++++ Texto de estudo ++++

Acórdão nº 988/18.5T8EVR.E1 de Tribunal da Relação de Évora, 2022-04-07

Data de Julgamento07 Abril 2022
Ano2022
Número Acordão988/18.5T8EVR.E1
ÓrgãoTribunal da Relação de Évora
Acordam no Tribunal da Relação de Évora


I – As Partes e o Litígio

Recorrentes / Ré: (…) – Clínica de (…), SA
Recorrida / Autora: (…)
Ré: “(…) – Diagnósticos (…), Lda.”, cuja extinção implicou passassem a intervir na ação os sócios (…) e (…)

Trata-se de uma ação declarativa de condenação no âmbito da qual a Autora peticionou a condenação das Rés (…) – Clínica de (…), SA e “(…) – Diagnósticos (…), Lda.” a pagar-lhe a quantia de € 29.830,00 acrescida de juros de mora a contar da citação até integral pagamento.

++++ Secção de dados ++++

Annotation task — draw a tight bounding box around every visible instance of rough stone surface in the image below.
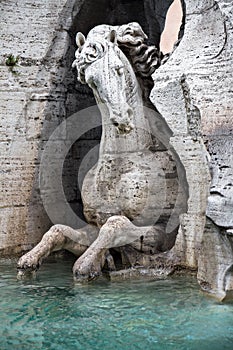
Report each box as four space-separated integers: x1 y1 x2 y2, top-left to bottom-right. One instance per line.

++++

O que fazer ->
Por favor, devolva sem alterações o trecho do acórdão que começa nas palavras "I – As Partes" e termina logo após "até integral pagamento.".

Resolução do exercício ->
I – As Partes e o Litígio

Recorrentes / Ré: (…) – Clínica de (…), SA
Recorrida / Autora: (…)
Ré: “(…) – Diagnósticos (…), Lda.”, cuja extinção implicou passassem a intervir na ação os sócios (…) e (…)

Trata-se de uma ação declarativa de condenação no âmbito da qual a Autora peticionou a condenação das Rés (…) – Clínica de (…), SA e “(…) – Diagnósticos (…), Lda.” a pagar-lhe a quantia de € 29.830,00 acrescida de juros de mora a contar da citação até integral pagamento.